## Set problem:
Find "In the picture above, where can the paved road" in the data below; transcribe the line it appears on and each line after it, exactly, to the end, and nothing else.

## The input:
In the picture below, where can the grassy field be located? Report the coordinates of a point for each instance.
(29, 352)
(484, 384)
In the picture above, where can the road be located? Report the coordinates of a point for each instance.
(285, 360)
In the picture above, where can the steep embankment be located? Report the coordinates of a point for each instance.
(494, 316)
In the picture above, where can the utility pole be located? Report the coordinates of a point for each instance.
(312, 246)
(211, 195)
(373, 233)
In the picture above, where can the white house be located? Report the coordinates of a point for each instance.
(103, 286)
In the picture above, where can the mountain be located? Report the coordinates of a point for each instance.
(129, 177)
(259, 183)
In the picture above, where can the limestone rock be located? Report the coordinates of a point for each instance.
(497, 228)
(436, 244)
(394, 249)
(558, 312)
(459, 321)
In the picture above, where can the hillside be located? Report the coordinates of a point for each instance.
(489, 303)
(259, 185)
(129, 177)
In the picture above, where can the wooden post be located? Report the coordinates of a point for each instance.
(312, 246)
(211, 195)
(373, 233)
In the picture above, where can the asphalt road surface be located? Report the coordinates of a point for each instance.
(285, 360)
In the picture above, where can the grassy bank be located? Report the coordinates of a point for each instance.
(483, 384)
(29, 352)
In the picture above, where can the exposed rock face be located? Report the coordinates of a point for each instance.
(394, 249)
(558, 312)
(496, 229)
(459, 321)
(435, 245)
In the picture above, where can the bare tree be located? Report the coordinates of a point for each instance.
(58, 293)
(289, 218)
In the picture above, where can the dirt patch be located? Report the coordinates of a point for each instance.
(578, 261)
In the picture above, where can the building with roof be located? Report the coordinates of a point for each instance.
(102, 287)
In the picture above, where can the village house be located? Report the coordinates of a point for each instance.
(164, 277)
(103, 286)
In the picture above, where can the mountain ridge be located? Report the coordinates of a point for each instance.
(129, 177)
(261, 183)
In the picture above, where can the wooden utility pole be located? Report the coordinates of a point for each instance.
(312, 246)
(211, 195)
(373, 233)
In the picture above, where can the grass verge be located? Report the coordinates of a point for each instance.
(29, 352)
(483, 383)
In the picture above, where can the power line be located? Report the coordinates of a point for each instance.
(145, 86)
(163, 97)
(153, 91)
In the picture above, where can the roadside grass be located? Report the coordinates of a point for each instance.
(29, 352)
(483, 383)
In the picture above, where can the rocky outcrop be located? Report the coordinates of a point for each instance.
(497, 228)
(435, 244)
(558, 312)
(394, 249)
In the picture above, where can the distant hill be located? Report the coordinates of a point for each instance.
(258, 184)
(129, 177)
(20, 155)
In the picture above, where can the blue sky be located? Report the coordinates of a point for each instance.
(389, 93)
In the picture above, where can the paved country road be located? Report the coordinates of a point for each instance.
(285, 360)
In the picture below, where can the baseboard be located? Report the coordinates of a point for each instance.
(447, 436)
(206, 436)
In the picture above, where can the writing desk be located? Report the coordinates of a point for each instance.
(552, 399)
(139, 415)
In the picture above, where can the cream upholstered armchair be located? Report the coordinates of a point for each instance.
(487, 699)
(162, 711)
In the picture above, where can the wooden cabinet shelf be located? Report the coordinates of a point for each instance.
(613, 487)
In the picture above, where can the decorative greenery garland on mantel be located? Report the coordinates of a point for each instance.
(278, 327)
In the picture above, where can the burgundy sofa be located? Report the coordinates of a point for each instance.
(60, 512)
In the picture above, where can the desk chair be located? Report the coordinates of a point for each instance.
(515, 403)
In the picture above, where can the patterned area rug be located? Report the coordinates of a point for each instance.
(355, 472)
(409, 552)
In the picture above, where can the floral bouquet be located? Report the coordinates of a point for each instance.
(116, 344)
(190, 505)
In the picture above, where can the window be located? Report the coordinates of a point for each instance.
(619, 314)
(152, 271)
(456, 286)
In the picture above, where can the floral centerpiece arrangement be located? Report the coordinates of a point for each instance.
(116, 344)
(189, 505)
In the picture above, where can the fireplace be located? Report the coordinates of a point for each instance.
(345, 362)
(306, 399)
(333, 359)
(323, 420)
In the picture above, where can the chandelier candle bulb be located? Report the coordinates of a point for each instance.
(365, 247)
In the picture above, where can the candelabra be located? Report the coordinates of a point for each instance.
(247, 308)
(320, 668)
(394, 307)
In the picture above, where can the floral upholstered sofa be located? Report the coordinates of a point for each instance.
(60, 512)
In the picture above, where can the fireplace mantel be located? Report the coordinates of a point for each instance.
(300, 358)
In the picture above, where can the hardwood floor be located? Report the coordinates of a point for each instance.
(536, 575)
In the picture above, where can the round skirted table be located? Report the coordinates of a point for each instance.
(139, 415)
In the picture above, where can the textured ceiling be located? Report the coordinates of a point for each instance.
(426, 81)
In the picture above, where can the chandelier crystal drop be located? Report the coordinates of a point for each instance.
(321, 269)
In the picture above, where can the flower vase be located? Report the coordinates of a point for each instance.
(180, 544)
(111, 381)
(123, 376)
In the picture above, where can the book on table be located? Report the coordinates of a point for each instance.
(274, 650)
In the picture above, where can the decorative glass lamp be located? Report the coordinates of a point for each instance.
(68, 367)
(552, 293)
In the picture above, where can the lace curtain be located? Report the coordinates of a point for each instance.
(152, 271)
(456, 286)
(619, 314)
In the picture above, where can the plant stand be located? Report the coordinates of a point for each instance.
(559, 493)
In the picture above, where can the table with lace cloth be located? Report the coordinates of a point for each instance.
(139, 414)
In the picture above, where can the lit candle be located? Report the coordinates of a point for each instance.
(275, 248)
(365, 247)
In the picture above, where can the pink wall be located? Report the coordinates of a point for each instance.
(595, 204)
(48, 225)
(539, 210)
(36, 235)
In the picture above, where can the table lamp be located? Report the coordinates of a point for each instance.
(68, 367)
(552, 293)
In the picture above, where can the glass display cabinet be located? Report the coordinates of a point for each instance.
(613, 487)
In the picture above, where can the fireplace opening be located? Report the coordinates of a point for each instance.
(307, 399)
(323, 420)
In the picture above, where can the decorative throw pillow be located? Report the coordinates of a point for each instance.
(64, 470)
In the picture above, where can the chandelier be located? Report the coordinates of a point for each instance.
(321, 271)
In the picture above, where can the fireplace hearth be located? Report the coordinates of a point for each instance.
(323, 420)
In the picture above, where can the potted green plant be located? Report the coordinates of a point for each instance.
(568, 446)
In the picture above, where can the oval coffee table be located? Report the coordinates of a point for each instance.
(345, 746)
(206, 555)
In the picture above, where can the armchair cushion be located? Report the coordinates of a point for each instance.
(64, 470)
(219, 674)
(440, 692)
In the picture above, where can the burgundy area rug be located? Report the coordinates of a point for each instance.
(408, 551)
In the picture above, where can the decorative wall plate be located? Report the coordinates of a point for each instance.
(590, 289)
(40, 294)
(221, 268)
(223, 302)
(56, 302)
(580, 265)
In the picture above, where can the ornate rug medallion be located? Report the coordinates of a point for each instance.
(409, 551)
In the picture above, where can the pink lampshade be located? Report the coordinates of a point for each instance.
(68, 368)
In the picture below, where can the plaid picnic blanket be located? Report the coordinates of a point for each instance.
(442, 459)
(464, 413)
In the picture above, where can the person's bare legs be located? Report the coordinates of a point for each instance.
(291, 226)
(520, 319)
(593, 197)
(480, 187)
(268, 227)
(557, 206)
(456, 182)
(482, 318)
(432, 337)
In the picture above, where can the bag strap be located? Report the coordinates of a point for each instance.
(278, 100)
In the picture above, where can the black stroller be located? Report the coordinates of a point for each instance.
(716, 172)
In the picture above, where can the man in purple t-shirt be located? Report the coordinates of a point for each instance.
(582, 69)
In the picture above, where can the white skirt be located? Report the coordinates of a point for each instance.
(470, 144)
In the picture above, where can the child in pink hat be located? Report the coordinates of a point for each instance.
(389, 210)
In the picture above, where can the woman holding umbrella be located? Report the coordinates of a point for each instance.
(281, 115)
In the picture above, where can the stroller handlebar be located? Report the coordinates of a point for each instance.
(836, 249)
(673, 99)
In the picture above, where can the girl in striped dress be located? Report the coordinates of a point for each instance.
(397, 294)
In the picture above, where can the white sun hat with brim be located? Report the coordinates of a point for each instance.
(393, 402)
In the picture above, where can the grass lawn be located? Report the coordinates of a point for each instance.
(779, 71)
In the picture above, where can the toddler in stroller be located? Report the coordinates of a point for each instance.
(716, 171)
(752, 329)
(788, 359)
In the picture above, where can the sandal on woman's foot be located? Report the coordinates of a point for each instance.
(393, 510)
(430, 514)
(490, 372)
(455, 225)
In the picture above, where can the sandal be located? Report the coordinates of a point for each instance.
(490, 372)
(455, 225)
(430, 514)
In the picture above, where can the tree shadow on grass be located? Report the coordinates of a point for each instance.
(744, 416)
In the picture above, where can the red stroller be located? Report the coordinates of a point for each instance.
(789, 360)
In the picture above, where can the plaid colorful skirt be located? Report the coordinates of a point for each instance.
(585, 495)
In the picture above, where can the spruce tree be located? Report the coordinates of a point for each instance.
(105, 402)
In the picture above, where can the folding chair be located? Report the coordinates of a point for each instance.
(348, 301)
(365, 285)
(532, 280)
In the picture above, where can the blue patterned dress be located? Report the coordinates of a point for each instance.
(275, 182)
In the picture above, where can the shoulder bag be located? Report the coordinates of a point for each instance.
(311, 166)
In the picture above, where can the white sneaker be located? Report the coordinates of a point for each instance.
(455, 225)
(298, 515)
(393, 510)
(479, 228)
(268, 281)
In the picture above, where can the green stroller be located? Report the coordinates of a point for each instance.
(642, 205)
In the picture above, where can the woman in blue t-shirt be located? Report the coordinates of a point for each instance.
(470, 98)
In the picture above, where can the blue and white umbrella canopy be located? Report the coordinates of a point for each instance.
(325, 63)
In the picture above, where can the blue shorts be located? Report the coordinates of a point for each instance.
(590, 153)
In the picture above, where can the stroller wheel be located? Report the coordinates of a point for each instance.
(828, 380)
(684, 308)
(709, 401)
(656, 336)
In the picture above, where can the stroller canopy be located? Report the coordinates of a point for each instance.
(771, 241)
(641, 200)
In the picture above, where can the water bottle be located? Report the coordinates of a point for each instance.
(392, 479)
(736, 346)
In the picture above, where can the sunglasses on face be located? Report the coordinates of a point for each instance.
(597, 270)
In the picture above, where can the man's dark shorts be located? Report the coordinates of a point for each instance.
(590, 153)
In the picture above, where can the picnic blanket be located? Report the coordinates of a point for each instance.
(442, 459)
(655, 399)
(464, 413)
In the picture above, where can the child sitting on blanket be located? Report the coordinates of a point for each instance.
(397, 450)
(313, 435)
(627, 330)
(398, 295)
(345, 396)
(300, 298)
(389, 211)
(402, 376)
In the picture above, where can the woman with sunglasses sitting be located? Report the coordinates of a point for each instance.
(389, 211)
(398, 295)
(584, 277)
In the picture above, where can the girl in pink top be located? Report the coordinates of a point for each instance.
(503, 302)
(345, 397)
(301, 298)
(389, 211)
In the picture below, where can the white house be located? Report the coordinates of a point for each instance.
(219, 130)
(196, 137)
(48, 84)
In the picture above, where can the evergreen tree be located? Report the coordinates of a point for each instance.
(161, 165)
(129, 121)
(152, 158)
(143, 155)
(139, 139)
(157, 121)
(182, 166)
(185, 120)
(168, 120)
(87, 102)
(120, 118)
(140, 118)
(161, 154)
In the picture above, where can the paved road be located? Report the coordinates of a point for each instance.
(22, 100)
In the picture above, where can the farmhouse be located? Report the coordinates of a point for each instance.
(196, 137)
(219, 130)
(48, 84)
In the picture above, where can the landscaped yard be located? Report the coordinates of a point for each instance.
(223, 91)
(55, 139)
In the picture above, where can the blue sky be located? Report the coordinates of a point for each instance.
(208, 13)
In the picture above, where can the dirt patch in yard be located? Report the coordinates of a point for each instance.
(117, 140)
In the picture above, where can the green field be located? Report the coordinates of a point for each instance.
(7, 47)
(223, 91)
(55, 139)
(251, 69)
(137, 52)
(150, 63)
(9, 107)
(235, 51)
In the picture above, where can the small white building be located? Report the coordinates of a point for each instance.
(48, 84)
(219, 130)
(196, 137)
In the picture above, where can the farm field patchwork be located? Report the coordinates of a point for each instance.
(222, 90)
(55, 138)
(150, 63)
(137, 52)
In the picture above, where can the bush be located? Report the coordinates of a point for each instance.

## Complete response:
In the picture above, where can the paved road be located? Report the coordinates of a point for each instance.
(22, 100)
In the picture above, where can the farmhouse be located? Report the coordinates of a point for each instance.
(196, 137)
(219, 130)
(48, 84)
In the picture above, where can the landscaped yard be located? Report the coordinates of a point for each instance.
(223, 91)
(55, 139)
In the picture above, where can the blue sky be located? Report the coordinates of a point for each instance.
(208, 13)
In the picture above, where can the dirt patch in yard be located? Report the coordinates of a point for each instance.
(117, 140)
In the picture above, where can the green field be located? Report the coordinates of a point for each instance.
(7, 47)
(223, 91)
(55, 139)
(251, 69)
(137, 52)
(150, 63)
(9, 107)
(235, 51)
In the picture above, where can the small white building be located? Report the coordinates of a point for each instance.
(48, 84)
(219, 130)
(196, 137)
In the picture above, where can the farm field patchwork be located? Report the coordinates of a point for each instance.
(222, 90)
(55, 138)
(150, 63)
(137, 52)
In the picture above, where can the bush be located? Report the coordinates of a point for each instance.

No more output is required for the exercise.